Ejercicio:
Retoma el artículo sobre sexo y género y continúa su redacción a partir de la última oración.

Sexo y género: «Cállate o di algo mejor que el silencio»
Se han apoderado de la lengua común una serie de politiquetes y de parlantes en medios públicos, que embrutecen a los ciudadanos con palabras mal utilizadas, cuando no inventadas
Así hablaba Pitágoras, filósofo griego, en el siglo VI a.C. Eso deberían hacer muchos políticos y medios de comunicación, pues asistimos a una manipulación lingüística y comunicativa sin precedentes, por su parte.
Confunden a los ciudadanos utilizando ridículos eufemismos, aplican preposiciones o sufijos griegos de forma incorrecta, mostrando su ignorancia absoluta de la lingüística y de la gramática.
Quizá el más cutre y ñoño es el uso de «género» para referirse al sexo de las personas. Hay incluso numerosos cuestionarios de distintos ámbitos, que preguntan torpemente ¿cuál es tu género? Y claro, no dan la opción a decir «género vegetal, animal o mineral». Algo distinto es el género gramatical.
Sexo y género no son palabras sinónimas. Ni siquiera tendrían por qué tener una relación directa. El término género, procede de los términos «genos», griego, y genus, latino y significan ambos «clase, especie, categoría». Son términos de amplio significado y, por tanto, de fructíferas derivaciones en las lenguas posteriores. El género gramatical de las palabras, no tiene nada que ver con el sexo de las personas. Tiene que ver con fases ancestrales del origen del lenguaje humano. Cómo cada grupo de hablantes percibía las cosas a las que se les atribuía un nombre. Esto, normalmente, se ha mantenido, a través de los siglos, pues, cuando se trata de comunicación, cuanto menos retorcidas las cosas, mejor. Por ejemplo, en latín, la palabra fuego «ignis» es de género masculino, mientras que en griego «piro» es de género neutro. En alemán la luna «der Mond» es de género gramatical masculino y el sol «die Sonne» es femenino. Pero los politiquillos palurdetes y de mente estrecha, se empeñan en reducirlos al sexo de las personas. Existen tres géneros gramaticales, y dos sexos. Y no hay problema en decir violencia sexista o poner en un cuestionario la palabra sexo.

Datos extraídos:
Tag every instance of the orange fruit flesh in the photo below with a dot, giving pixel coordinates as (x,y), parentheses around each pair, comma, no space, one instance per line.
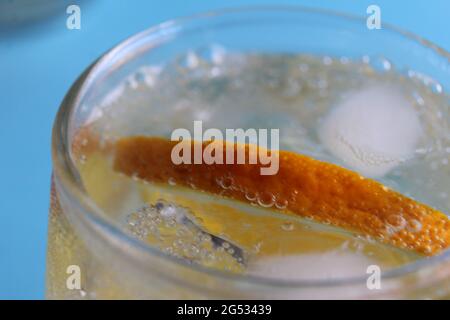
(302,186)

...

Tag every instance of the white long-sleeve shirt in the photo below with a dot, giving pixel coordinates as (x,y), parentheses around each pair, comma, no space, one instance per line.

Respuesta:
Tampoco tiene nada que ver con el sexo la terminación de los vocablos: lo que termina en “a” no tiene por qué ser femenino. Un hombre es poeta (el femenino es poetisa), porque procede de los nombres masculinos terminados en «a» de las Lenguas Clásicas, como atleta, estratega, profeta o idiota (que en griego se refería al ciudadano no político) y aquellos nombres de profesión, que en su origen eran desempeñadas sólo por varones, pueden aplicarse a una mujer en el mismo puesto, como jefe de departamento o médico, ya que el masculino en castellano es el término ambivalente para ambos sexos, mientras que el femenino, es excluyente expresamente del masculino, es decir, el femenino es el término marcado o importante, dentro de la lengua. Justo lo contrario del uso del mal llamado «lenguaje inclusivo».
Cansados estamos de escuchar a políticos, que mutilan o distorsionan el significado de las palabras, acomodándolas a su perpetua incultura.
No han estudiado latín, y de los griegos…no saben ni que son los instauradores de la democracia ¿Cómo van a saber que la palabra «gen» procede de la misma que género? Y no es que sea exigible que todos sepan griego, pero sí algo de latín, al menos, para no tener que oír a la titular de Igualdad, pretendiendo crear al mismo tiempo un nuevo sexo y un género gramatical, que ella misma no entiende.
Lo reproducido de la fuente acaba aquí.